Objectives -
(1) List every reference numeral used in the wellbore flow passage, and say what each one labels.
(2) Proceed with the wellbore flow passage from the point where it stops.

FIG. 7A shows an example of a pipe 700 nested inside either another
pipe or a wellbore 702. The pipe 700 is eccentered within the other
pipe or wellbore 702. Flow induced in the annular space 701 outside
the nested pipe 700 may have more than one type of flow because of
the unequal circumferential distribution of the volume of the
annular space 701 outside the nested pipe 700. In the example shown
in FIG. 7A, laminar flow may occur in the circumferential zone
indicated by numeral 704. Non-laminar (e.g., turbulent) flow may
occur in the circumferential zone indicated by numeral 706.
A three dimensional (3-D) flow state profile in the annular space
may be constructed as shown in FIG. 7B. The user may determine the
section(s) along the measured depth of a wellbore for a desired
flow state (such as laminar, transitional, turbulent) and the flow
rate required to sustain the desired flow state may be calculated.
A 2- or 3-D flow state profile of the wellbore may be displayed to
the user. In FIG. 7B, the model may include a representation of the
wellbore at 702. A drill string may be represented at 700. Ri
represents the diameter of the drill string. Ro represents the
diameter of the wellbore. .epsilon..sub.x represents displacement
of the axial center of the drill string from the center of the
wellbore in one direction transverse to the length of the wellbore.
.epsilon..sub.y represents the axial center displacement in the
orthogonal direction. The drill string 700 may be modelled as a
plurality of axial segments 700A such that a 3-D model of the
annular space 701 may be made over a selected axial interval L of
the wellbore 702. The particular implementation used may calculate
the stability of the flow locally in 2-D annular space (i.e., at a
single axial position along the wellbore) considering the drill
string position and motion within the annular space 701. In such
manner, a flow state map of the wellbore may be constructed in
real-time using the fluid properties and directional survey
information concerning the wellbore. An example embodiment
according to the present disclosure may be used to automate control
of the fluid pumping rate. The calculated maximum pumping rate
describe above may be used to operate a controller, such as a PLC
in signal communication with a pump speed controller. The maximum
permissible pumping rate based on the calculated ECD profile may be
maintained, in some examples.

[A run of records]
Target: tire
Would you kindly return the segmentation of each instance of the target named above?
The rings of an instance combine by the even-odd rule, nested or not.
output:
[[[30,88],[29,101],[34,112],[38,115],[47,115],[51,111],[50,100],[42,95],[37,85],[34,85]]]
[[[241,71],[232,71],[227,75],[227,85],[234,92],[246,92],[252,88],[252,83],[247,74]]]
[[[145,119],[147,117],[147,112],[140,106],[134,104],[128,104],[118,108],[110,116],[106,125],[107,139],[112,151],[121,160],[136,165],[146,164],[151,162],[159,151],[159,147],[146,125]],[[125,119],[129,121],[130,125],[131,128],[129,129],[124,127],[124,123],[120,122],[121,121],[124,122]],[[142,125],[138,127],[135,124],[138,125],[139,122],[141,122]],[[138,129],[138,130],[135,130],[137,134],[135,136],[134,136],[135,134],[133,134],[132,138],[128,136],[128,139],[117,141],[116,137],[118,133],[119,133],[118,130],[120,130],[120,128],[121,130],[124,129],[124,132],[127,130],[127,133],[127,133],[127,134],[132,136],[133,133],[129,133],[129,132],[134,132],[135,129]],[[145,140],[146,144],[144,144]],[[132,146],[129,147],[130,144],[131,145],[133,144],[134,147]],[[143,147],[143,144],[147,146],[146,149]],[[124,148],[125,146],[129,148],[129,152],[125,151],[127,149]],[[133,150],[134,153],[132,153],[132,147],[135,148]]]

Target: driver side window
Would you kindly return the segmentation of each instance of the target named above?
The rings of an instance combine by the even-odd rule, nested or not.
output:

--

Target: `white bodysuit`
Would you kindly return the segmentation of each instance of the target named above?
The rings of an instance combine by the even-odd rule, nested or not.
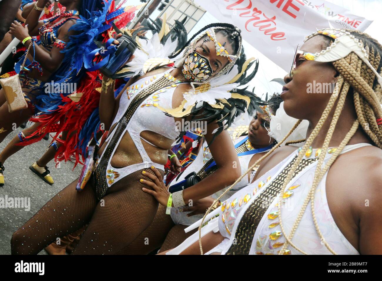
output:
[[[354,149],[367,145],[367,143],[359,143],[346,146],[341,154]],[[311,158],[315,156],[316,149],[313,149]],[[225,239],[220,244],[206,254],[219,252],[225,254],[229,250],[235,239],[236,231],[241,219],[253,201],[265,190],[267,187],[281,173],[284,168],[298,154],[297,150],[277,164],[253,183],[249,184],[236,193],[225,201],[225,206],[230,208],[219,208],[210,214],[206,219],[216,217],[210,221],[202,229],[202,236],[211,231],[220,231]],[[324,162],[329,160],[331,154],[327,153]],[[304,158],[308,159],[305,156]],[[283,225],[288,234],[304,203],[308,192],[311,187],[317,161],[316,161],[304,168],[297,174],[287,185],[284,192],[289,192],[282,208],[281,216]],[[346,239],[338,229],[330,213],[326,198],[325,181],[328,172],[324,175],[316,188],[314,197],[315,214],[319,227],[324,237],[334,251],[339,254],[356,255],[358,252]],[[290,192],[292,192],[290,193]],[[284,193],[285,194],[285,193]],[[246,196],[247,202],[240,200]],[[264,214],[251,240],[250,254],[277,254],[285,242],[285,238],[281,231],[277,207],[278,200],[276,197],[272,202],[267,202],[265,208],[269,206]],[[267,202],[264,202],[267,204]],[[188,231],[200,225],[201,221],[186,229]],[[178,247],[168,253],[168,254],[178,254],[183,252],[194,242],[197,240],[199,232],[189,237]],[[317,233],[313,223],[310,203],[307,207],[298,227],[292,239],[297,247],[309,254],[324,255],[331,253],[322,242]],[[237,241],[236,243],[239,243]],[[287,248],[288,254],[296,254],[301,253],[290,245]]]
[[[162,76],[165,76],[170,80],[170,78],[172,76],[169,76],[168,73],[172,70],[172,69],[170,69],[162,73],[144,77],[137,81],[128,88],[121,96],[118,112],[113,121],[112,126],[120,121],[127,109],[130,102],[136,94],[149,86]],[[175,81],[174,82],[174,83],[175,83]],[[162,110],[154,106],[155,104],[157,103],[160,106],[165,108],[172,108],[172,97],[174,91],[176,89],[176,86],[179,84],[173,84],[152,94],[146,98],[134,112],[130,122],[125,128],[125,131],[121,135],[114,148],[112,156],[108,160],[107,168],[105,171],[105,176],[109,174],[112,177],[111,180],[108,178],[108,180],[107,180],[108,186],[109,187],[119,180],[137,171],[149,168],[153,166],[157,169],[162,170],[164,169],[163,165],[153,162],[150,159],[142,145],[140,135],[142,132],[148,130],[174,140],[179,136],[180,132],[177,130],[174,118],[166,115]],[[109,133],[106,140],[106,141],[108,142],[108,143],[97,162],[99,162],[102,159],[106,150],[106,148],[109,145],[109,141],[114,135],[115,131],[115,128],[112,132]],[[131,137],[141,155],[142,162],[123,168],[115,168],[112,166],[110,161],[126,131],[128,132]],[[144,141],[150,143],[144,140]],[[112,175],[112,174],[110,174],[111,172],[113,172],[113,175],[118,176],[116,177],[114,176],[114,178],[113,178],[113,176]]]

...

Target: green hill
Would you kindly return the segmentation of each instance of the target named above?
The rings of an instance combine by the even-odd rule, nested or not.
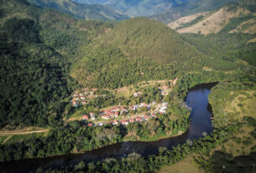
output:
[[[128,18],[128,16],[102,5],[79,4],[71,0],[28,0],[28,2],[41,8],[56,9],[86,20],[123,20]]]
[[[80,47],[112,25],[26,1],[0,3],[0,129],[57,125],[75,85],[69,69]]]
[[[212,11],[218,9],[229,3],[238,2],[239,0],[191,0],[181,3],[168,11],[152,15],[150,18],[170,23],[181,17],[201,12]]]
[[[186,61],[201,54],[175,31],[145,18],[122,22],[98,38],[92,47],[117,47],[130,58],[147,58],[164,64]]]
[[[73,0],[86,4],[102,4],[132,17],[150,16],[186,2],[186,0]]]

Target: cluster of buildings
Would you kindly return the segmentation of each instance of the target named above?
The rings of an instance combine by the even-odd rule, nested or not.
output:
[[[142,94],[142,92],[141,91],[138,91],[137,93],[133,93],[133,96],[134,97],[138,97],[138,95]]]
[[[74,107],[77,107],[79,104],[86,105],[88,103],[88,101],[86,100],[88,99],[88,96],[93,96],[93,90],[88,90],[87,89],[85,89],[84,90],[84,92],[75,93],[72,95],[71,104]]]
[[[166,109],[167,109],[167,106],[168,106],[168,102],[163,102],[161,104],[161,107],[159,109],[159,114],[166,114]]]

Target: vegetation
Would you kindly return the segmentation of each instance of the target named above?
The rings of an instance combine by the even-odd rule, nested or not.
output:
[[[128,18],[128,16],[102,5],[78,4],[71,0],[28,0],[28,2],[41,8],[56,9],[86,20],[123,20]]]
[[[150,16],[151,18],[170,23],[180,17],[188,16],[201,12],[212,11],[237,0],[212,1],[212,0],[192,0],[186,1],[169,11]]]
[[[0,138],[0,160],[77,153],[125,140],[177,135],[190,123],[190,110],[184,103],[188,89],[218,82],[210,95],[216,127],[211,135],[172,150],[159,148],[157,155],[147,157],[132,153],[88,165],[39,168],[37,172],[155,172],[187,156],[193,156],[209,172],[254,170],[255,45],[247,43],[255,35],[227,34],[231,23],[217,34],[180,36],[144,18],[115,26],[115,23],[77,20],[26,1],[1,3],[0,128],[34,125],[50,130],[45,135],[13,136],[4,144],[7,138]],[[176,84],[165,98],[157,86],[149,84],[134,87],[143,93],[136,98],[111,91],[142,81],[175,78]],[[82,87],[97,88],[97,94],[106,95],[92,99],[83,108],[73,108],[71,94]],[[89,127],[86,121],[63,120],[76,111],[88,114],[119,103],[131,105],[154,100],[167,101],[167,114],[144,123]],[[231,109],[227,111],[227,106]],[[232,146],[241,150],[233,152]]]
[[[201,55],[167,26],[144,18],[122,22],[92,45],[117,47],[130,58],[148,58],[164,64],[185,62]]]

Expected results -
(1)
- 700: the pipe nested inside another pipe or wellbore, which later stands for the drill string
- 701: the annular space outside the nested pipe
- 702: the other pipe or the wellbore
- 704: the circumferential zone where laminar flow may occur
- 706: the circumferential zone where non-laminar (e.g., turbulent) flow may occur
- 700A: the axial segments of the modeled drill string

(2)
An example embodiment calculates the number of pump strokes (for
reciprocating positive displacement fluid pumps) required to
displace the cement to the desired position in the wellbore. An
example embodiment calculates the positions of the fluids within
the annulus automatically based on the total pump displacement and
may display the results thereof to the user.
In an example embodiment the ECD profile and fluid position
calculations described above may be performed by the computer
system (FIG. 8) contemporaneously with automatic detection of the
rig state to initiate the system with automated detection of the
cementing. One non-limiting example of automatic determination of
rig states is described in U.S. Pat. No. 6,892,812 issued to
Niedermayr. For example, a distinction between tripping a drill
string into the wellbore and running in a casing or liner may be
made by analyzing the hook-load, or the block position variation
with an assumption on a general casing or liner segment ("joint")
length. Cementing, following a casing run, can be detected using
surface sensor measurements such as bit depth, wellbore depth,
fluid pressure, flow rate out, etc. After cementing is detected as
explained above, cement on the surface may be detected by analyzing
the flow rate out and a fluid with at least one different
rheological property may be detected as it is described previously.
If low density cement is used and it may be difficult to detect the
cement returning to the surface by checking the pumping pressure
and the measured flow rate out of the annulus. When the rig state
detects cementing, the sensitivity of the system to a fluid
property change detection can be increased this way using the rig
state, detection of the cement on surface can be performed more
reliably and may provide a more reliable indication when the cement
has reached the surface. The system user can choose to visually
observe the fluid being discharged from the annulus to determine
the position of the cement top rather than using the automated
fluid top position detection in cases where it may be necessary to
do so.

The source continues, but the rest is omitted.